# TASK PROMPT
Output the entries as they appear, skipping images.

(Region pointing data)
--- START ---
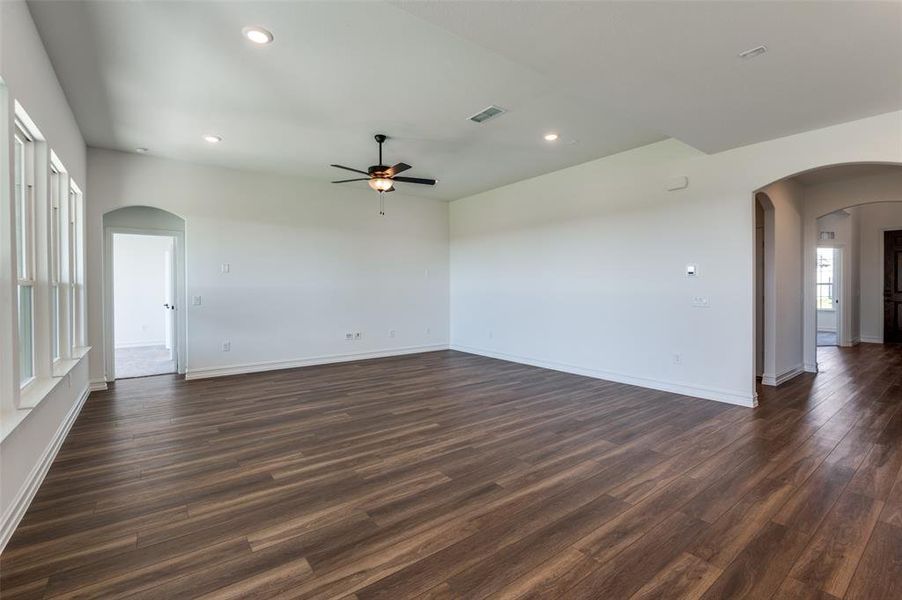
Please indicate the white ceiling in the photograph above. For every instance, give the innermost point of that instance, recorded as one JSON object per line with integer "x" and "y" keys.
{"x": 608, "y": 76}
{"x": 842, "y": 172}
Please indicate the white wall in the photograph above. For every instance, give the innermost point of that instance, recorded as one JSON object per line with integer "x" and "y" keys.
{"x": 874, "y": 220}
{"x": 139, "y": 289}
{"x": 786, "y": 342}
{"x": 583, "y": 269}
{"x": 26, "y": 449}
{"x": 309, "y": 261}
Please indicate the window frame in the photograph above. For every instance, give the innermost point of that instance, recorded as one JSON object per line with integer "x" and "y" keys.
{"x": 26, "y": 232}
{"x": 77, "y": 304}
{"x": 56, "y": 283}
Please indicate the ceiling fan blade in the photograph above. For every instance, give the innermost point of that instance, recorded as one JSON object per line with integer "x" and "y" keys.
{"x": 414, "y": 180}
{"x": 398, "y": 168}
{"x": 350, "y": 169}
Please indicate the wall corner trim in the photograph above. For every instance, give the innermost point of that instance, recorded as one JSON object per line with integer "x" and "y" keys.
{"x": 748, "y": 399}
{"x": 25, "y": 495}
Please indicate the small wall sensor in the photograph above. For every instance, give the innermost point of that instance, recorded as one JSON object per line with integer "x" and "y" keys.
{"x": 677, "y": 183}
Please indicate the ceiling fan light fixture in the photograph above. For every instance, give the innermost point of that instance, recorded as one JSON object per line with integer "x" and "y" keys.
{"x": 380, "y": 184}
{"x": 257, "y": 34}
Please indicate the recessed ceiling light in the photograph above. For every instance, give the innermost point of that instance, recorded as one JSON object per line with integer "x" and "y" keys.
{"x": 753, "y": 52}
{"x": 258, "y": 35}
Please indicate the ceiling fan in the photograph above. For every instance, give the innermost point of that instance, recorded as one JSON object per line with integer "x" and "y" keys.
{"x": 382, "y": 178}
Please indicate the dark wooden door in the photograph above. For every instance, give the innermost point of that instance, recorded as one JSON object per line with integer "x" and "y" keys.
{"x": 892, "y": 287}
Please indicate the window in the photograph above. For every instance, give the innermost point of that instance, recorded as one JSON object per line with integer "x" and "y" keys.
{"x": 77, "y": 335}
{"x": 825, "y": 278}
{"x": 56, "y": 260}
{"x": 24, "y": 207}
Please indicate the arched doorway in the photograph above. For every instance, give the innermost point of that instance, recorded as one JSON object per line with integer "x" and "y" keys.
{"x": 798, "y": 202}
{"x": 144, "y": 304}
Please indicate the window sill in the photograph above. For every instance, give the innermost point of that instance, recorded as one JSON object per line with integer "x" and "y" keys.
{"x": 35, "y": 392}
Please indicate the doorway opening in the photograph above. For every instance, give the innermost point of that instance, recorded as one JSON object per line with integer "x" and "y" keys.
{"x": 828, "y": 279}
{"x": 144, "y": 304}
{"x": 144, "y": 287}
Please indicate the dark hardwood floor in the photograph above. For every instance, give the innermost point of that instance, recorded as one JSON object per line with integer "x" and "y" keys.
{"x": 447, "y": 475}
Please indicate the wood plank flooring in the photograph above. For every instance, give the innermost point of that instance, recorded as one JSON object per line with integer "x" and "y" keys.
{"x": 448, "y": 475}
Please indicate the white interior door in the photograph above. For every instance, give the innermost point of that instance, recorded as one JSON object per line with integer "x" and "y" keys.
{"x": 169, "y": 304}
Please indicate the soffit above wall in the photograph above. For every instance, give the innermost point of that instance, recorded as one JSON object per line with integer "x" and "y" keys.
{"x": 608, "y": 76}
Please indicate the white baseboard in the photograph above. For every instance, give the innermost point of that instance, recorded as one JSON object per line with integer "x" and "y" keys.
{"x": 730, "y": 397}
{"x": 10, "y": 520}
{"x": 140, "y": 344}
{"x": 771, "y": 380}
{"x": 306, "y": 362}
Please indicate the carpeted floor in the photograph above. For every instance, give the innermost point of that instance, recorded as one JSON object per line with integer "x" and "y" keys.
{"x": 143, "y": 360}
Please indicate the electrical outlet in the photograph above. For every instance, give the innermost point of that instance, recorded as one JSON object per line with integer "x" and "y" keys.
{"x": 700, "y": 302}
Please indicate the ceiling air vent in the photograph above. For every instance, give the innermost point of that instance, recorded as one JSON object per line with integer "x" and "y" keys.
{"x": 489, "y": 113}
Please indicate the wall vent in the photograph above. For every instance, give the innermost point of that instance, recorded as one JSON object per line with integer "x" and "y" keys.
{"x": 489, "y": 113}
--- END ---
# RESULT OF THE EXERCISE
Please indicate the white ceiling in the photograph above. For every instance, give the innermost point of that instance, recorded as one JSON object per line with integer "x" and "y" keys.
{"x": 608, "y": 76}
{"x": 842, "y": 172}
Please indicate the white wall in the photograph above. For every instance, give the innermost point of that instance, recorded as one JSON object per line with integer "x" and "y" keys.
{"x": 874, "y": 220}
{"x": 139, "y": 289}
{"x": 786, "y": 342}
{"x": 583, "y": 269}
{"x": 26, "y": 449}
{"x": 309, "y": 261}
Please indicate the window frame in the photograph above. For every instance, give the innermost point of that instance, recorded as one JSON object per line with integer "x" and "y" keys.
{"x": 26, "y": 232}
{"x": 77, "y": 304}
{"x": 56, "y": 283}
Please indicate the ceiling fan blade in the photograph above. For every instance, give the innermost point of that instance, recorded as one JSON object per line with integer "x" and "y" keys.
{"x": 414, "y": 180}
{"x": 398, "y": 168}
{"x": 350, "y": 169}
Please indicate the wall corner trim in the photograph above. For every instance, give the innermost point of that instance, recorded as one JSON object per line with integer "x" and "y" keys.
{"x": 748, "y": 399}
{"x": 25, "y": 495}
Please indicate the small wall sensor in the photograph above. For every instance, give the innermost point of that instance, recorded as one JSON object per line with integer "x" and "y" keys.
{"x": 677, "y": 183}
Please indicate the ceiling fan light fixture in the photograph above. For every instance, give the innermost point of that instance, recorded as one JSON object per line with integer "x" and "y" keys.
{"x": 380, "y": 184}
{"x": 257, "y": 34}
Please indicate the recessed ceiling light in the photograph above. For every instance, give the innermost point of that instance, recorded as one JSON object per line with integer "x" and "y" keys.
{"x": 753, "y": 52}
{"x": 258, "y": 35}
Please indicate the ceiling fan in the photograph above. For every instance, give the innermost point of that instance, recorded as one JSON object per line with integer "x" and "y" keys.
{"x": 382, "y": 178}
Please indicate the dark wooden door in the photograph above. For every instance, give the innermost point of that instance, recorded as one JSON object per line with integer "x" and "y" keys.
{"x": 892, "y": 287}
Please indicate the window in the photograph above. For every instance, give the innermost point of that instance, recorded as one JSON object per line with integer "x" and "y" keys.
{"x": 77, "y": 335}
{"x": 825, "y": 278}
{"x": 56, "y": 260}
{"x": 24, "y": 207}
Please indicate the arched doorway in the photograph above. For every instance, give the innermost point of that instance, recorded as one JSON object per line with integer "x" and "y" keys.
{"x": 798, "y": 202}
{"x": 144, "y": 304}
Please indicate the window sill in the photograph above. For every instance, give the innermost point of that instance, recorded as one JSON object per line with integer "x" and "y" keys.
{"x": 35, "y": 392}
Please indicate the doorway opening in the photograph above. For every instance, give the innermost point of that instance, recorded as one JSON object per line with integer "x" and "y" keys.
{"x": 828, "y": 279}
{"x": 144, "y": 304}
{"x": 144, "y": 287}
Please indicate the dark hardwood floor in the photograph above. For every instance, give the innermost point of that instance, recorded as one JSON object per line with integer "x" and "y" keys.
{"x": 447, "y": 475}
Please indicate the wood plank flooring in the photograph above. For every instance, give the innermost point of that instance, recorded as one JSON object per line with integer "x" and "y" keys.
{"x": 448, "y": 475}
Please indicate the white interior door in the photograph above. For every instance, give the innermost point of that instance, recorded as one JSON object per line with integer "x" and "y" keys.
{"x": 169, "y": 304}
Please indicate the soffit above wall in the photograph above. For every instance, give the innermost point of that instance, recorded as one JSON object per line with integer "x" and "y" keys.
{"x": 608, "y": 76}
Please indicate the white baseboard in the photograph above. For every instance, give the innermost point of that instance, recorded as one JSON object per line with integer "x" and "y" keys.
{"x": 730, "y": 397}
{"x": 10, "y": 520}
{"x": 140, "y": 344}
{"x": 771, "y": 380}
{"x": 306, "y": 362}
Please indicate the carpeted floor in the photograph above. For every instance, give the innermost point of that instance, recorded as one JSON object per line with integer "x" and "y" keys.
{"x": 143, "y": 360}
Please indicate the electrical outlet in the photograph above. For every instance, give the innermost point of that instance, recorded as one JSON object per line with integer "x" and "y" keys.
{"x": 700, "y": 302}
Please indicate the ceiling air vent in the photograph above. For every instance, give the innermost point of that instance, recorded as one JSON object per line with integer "x" and "y" keys.
{"x": 489, "y": 113}
Please indicate the wall vent in the photograph above. For every instance, give the innermost point of that instance, recorded as one JSON object per line with integer "x" and "y" keys.
{"x": 489, "y": 113}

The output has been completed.